> Requirements
Transcribe all of the records precisely as they are presented.

> Supplied data
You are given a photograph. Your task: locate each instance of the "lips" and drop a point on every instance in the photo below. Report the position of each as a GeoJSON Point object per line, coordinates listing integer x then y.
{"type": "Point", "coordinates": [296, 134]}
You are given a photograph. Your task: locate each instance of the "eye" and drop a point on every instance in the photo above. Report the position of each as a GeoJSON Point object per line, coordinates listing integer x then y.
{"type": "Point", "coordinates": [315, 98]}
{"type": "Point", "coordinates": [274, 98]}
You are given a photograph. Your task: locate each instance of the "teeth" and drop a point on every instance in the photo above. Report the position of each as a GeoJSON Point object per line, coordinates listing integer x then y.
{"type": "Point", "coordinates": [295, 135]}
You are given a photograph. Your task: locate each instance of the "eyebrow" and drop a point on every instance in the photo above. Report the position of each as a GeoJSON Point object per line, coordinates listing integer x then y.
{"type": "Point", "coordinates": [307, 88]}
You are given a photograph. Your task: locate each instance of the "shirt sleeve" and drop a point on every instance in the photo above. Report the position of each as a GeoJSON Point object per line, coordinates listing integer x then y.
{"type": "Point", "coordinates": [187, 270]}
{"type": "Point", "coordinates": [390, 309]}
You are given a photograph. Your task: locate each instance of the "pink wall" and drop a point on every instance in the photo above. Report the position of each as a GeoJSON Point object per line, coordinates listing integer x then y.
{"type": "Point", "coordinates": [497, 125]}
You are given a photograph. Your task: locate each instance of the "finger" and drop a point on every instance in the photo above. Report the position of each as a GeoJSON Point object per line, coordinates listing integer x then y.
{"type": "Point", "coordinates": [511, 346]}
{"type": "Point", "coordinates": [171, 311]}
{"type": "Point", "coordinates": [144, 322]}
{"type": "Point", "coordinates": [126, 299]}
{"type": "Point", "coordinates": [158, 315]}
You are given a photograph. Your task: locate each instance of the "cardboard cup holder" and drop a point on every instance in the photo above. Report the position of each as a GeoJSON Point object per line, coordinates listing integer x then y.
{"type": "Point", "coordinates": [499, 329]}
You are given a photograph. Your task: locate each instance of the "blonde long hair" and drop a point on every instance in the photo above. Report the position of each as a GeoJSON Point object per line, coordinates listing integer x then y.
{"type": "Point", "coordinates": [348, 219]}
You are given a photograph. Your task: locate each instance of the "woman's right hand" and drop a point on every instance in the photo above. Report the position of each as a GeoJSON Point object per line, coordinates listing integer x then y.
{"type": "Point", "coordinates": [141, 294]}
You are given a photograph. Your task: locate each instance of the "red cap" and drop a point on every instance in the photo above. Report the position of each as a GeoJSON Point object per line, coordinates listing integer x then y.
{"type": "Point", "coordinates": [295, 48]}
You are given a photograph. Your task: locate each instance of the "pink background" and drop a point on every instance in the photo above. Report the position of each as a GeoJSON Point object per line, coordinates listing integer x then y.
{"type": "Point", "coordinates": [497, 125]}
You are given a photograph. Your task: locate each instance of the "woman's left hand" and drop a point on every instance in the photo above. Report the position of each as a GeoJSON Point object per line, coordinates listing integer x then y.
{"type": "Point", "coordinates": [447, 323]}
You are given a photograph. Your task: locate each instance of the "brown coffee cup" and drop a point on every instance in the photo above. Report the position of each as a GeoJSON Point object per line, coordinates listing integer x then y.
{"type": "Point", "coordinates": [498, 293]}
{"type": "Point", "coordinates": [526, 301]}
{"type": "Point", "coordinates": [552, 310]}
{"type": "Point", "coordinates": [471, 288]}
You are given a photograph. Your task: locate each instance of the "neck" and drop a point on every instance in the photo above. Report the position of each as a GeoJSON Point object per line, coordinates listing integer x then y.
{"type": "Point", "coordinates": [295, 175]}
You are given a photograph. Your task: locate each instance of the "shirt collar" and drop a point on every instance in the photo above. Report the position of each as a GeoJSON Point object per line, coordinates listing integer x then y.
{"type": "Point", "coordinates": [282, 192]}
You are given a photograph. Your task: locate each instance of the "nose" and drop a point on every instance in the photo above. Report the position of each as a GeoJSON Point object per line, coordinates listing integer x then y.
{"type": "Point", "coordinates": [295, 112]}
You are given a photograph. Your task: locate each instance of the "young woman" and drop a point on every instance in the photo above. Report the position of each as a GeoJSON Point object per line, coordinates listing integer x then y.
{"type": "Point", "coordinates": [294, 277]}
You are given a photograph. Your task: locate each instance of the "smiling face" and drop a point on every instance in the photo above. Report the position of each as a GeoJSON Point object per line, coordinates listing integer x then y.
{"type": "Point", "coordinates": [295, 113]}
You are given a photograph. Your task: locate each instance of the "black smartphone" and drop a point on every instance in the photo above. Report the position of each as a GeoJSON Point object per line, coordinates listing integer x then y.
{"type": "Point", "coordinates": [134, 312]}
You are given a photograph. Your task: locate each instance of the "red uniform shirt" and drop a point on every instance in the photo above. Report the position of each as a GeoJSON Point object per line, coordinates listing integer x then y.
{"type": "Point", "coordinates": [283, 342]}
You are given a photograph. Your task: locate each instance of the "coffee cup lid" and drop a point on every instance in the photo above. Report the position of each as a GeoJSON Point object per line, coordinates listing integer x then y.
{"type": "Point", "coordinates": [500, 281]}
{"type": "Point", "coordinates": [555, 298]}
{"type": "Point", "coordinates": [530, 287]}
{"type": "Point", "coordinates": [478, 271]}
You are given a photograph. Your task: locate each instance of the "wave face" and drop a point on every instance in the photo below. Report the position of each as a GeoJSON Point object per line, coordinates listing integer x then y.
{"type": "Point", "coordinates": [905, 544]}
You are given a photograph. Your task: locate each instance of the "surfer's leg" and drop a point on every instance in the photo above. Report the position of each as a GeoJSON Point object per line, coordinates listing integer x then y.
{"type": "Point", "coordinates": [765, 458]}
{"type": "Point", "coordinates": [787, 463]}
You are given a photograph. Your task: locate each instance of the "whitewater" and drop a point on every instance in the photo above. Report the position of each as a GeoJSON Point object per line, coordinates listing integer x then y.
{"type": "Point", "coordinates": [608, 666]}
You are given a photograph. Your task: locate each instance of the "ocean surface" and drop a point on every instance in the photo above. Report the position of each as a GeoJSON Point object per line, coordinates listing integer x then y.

> Right answer
You are given a photograph. Your task: locate each instance of the "lips" and drop a point on every instance in the photo below. Report the position of each as a GeoJSON Point object per line, coordinates listing integer x then y.
{"type": "Point", "coordinates": [296, 134]}
You are given a photograph. Your task: locate each instance of the "eye" and drop a point on every instance in the photo above. Report the position of each as a GeoJSON Point object per line, coordinates listing integer x then y.
{"type": "Point", "coordinates": [315, 98]}
{"type": "Point", "coordinates": [274, 98]}
You are given a photograph. Your task: locate each instance of the "teeth" and drop a point on every instance in the photo above. Report the position of each as a GeoJSON Point object per line, coordinates listing integer x then y.
{"type": "Point", "coordinates": [295, 135]}
You are given a photograph. Your task: locate each instance of the "eyebrow" and drop a point on every instance in the photo above. Report the position of each as a GeoJSON Point object per line, coordinates listing integer x then y.
{"type": "Point", "coordinates": [307, 88]}
You are given a photograph. Your task: locate each instance of the "shirt sleeve" and drop a point on every instance in the photo above. Report the position of each as a GeoJSON Point object per line, coordinates listing integer x then y.
{"type": "Point", "coordinates": [187, 270]}
{"type": "Point", "coordinates": [390, 309]}
You are given a photograph. Your task: locate each instance of the "pink wall" and drop a point on every instance in the photo above. Report the position of each as a GeoJSON Point object per line, coordinates listing integer x then y.
{"type": "Point", "coordinates": [497, 125]}
You are given a photograph. Your task: locate each instance of the "finger" and drop a point on every instance in the photo above. Report the position of each as a GeoJSON Point object per line, coordinates listing integer x then y.
{"type": "Point", "coordinates": [511, 346]}
{"type": "Point", "coordinates": [171, 311]}
{"type": "Point", "coordinates": [144, 322]}
{"type": "Point", "coordinates": [126, 299]}
{"type": "Point", "coordinates": [158, 315]}
You are given a photograph. Your task: locate each instance of the "cardboard cup holder" and drop a point on every instance in the photo above. Report the position of each as a GeoJSON Point object per line, coordinates listing integer x then y.
{"type": "Point", "coordinates": [499, 329]}
You are given a photograph. Your task: locate each instance of the "blonde long hair" and drop a point on every instance in the photo above. Report the position of each as a GeoJSON Point object per line, coordinates listing integer x then y.
{"type": "Point", "coordinates": [348, 219]}
You are given a photograph. Your task: locate each instance of the "woman's right hand" and drop a point on every instance in the photo above. Report the position of each as a GeoJSON Point object per line, coordinates listing integer x then y.
{"type": "Point", "coordinates": [141, 294]}
You are given a photograph. Your task: locate each instance of the "red cap" and drop a point on every instance in the photo above. Report the position of each as a GeoJSON Point object per line, coordinates listing integer x then y.
{"type": "Point", "coordinates": [295, 48]}
You are given a photograph. Your task: locate each instance of the "pink background" and drop a point on every instance in the photo above. Report the position of each as a GeoJSON Point object per line, coordinates listing integer x then y.
{"type": "Point", "coordinates": [497, 125]}
You are given a photograph. Your task: locate each instance of the "woman's left hand" and drop a point on every instance in the photo above. Report the position of each as a GeoJSON Point object per line, coordinates listing integer x then y.
{"type": "Point", "coordinates": [447, 323]}
You are given a photograph. Your task: locate each instance of the "brown coffee cup" and drop a point on every instance in the photo above. Report the position of each as a GeoJSON Point object per line, coordinates listing integer x then y.
{"type": "Point", "coordinates": [498, 293]}
{"type": "Point", "coordinates": [526, 301]}
{"type": "Point", "coordinates": [552, 310]}
{"type": "Point", "coordinates": [471, 288]}
You are given a photograph. Your task: locate each instance of the "neck" and drop a point on every instance in the photo above. Report the position of each as a GeoJSON Point object per line, coordinates listing integer x then y.
{"type": "Point", "coordinates": [295, 175]}
You are given a photograph. Your task: locate each instance of the "shirt collar" and drop a point on every instance in the photo above. Report the position of each as a GeoJSON Point object per line, coordinates listing integer x then y.
{"type": "Point", "coordinates": [282, 192]}
You are given a photograph. Your task: locate each instance of the "nose" and drop a point on every instance in the photo above. Report the position of each as a GeoJSON Point object per line, coordinates listing integer x then y.
{"type": "Point", "coordinates": [295, 112]}
You are given a photograph. Your task: locate each instance of the "young woman" and drop a point on every instance in the photo above. Report the position of each as a GeoJSON Point object per line, coordinates listing integer x then y.
{"type": "Point", "coordinates": [294, 277]}
You are given a photograph. Your task: locate each instance of the "smiling face" and drop a point on every instance in the photo above. Report the position of each as a GeoJSON Point object per line, coordinates listing integer x then y.
{"type": "Point", "coordinates": [295, 113]}
You are given a photograph. Your task: locate each instance of the "black smartphone" and drop a point on every instance in the photo above. Report the position of each as a GeoJSON Point object per line, coordinates listing integer x then y.
{"type": "Point", "coordinates": [134, 312]}
You are given a photograph. Your task: locate each instance of the "red uniform shirt" and drop a point on every instance in the photo above. Report the position of each as a GeoJSON Point object per line, coordinates listing integer x then y.
{"type": "Point", "coordinates": [283, 342]}
You are given a photograph. Your task: locate each instance of the "coffee cup lid" and drop a point on every instance in the photo above. Report the position of each as a GeoJSON Point object per line, coordinates listing integer x then y.
{"type": "Point", "coordinates": [500, 281]}
{"type": "Point", "coordinates": [555, 298]}
{"type": "Point", "coordinates": [530, 287]}
{"type": "Point", "coordinates": [478, 271]}
You are given a photograph. Your task: locate each instance of the "wave face" and drop a point on every instance in the photo below. Report the position of each as a GeoJSON Point object per line, coordinates listing integer x then y.
{"type": "Point", "coordinates": [905, 544]}
You are given a photograph. Your task: locate each instance of the "surfer's leg" and drop a point on every instance in the photo above. Report the position of each as a GeoJSON Point object per line, coordinates listing integer x then y.
{"type": "Point", "coordinates": [765, 458]}
{"type": "Point", "coordinates": [787, 463]}
You are given a photograph. Your task: locate each instance of the "whitewater" and drop a point on every instance in the photo above. Report the position of each as a GeoJSON Point object per line, coordinates listing integer x then y.
{"type": "Point", "coordinates": [608, 666]}
You are given a photograph. Your task: locate each instance of the "ocean surface" and drop a point on every instance in the photo above. Report the position of each as a GeoJSON Point object per line, coordinates listing integer x then y.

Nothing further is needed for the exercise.